- _TASK STATEMENT_
Update the items below by changing every "innermost" to "most central", and leave everything else as it is.

## start EXCERPTED DATA

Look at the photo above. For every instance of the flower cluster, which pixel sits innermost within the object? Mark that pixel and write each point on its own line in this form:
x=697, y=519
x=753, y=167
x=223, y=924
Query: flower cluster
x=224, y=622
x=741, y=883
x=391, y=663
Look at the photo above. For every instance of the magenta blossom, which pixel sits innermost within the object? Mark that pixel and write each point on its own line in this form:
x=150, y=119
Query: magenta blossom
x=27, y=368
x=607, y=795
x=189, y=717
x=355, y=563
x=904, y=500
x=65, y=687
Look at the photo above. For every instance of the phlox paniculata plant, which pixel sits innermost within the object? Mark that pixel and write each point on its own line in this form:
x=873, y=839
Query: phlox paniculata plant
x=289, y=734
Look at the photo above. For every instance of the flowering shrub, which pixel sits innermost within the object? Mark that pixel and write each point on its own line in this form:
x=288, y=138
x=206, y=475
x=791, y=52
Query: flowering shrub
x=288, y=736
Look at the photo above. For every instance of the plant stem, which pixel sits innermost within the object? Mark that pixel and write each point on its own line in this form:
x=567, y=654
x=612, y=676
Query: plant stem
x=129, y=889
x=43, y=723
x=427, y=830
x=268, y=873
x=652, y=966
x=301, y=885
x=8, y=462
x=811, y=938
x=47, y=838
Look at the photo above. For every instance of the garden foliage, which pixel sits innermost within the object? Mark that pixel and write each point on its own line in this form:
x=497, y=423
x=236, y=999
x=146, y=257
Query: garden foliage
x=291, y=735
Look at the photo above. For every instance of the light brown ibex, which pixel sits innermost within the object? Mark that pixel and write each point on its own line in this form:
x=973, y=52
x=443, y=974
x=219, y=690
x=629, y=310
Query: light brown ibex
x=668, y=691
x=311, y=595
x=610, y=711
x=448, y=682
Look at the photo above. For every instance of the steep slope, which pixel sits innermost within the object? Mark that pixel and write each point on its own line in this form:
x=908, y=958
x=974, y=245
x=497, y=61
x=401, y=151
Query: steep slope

## end EXCERPTED DATA

- _PROBLEM SOLUTION_
Look at the photo above. For every instance of the flower cluster, which pixel sits most central within the object? Mark that pixel and write each point on its own line in this form:
x=697, y=519
x=753, y=167
x=223, y=924
Query: flower cluster
x=224, y=622
x=741, y=883
x=391, y=663
Look at the photo above. For every instance of the magenta blossom, which pixel sits most central within the object? Mark that pixel and write each point on its own line in this form:
x=150, y=119
Query: magenta blossom
x=27, y=368
x=607, y=795
x=189, y=717
x=355, y=563
x=904, y=500
x=65, y=687
Look at the photo above. For every instance of the phlox paniculata plant, which pixel sits most central within the object? Mark that pixel and write each point on its own line in this form:
x=873, y=839
Query: phlox paniculata plant
x=289, y=734
Look at the photo above. For every instance of the flowering shrub, which pixel sits most central within the object? Mark that pixel and write each point on its own line in this form:
x=288, y=138
x=206, y=475
x=791, y=52
Query: flowering shrub
x=288, y=736
Look at the photo above. For every instance of the plant stem, which pixel sits most central within the object? Mark that pixel and write each point on its own line in this form:
x=567, y=654
x=612, y=676
Query: plant stem
x=129, y=889
x=43, y=723
x=427, y=830
x=268, y=873
x=652, y=966
x=301, y=885
x=8, y=462
x=811, y=938
x=47, y=838
Look at the photo above. For every instance of the garden foliage, which pixel sits most central within the object? Mark that pixel and write each point on its own line in this form:
x=497, y=423
x=236, y=999
x=146, y=257
Query: garden foliage
x=291, y=735
Look at the photo above. For every instance of the light brown ibex, which pixel sits most central within the object? Mark that pixel and write each point on its own line in this form:
x=973, y=52
x=443, y=974
x=219, y=690
x=629, y=310
Query: light brown ibex
x=668, y=691
x=311, y=595
x=610, y=711
x=448, y=682
Look at the photo above. For every instance of the steep slope, which pixel sits most central within the object? Mark that pixel and write each point on its own line in this form:
x=908, y=958
x=974, y=245
x=497, y=61
x=401, y=151
Query: steep slope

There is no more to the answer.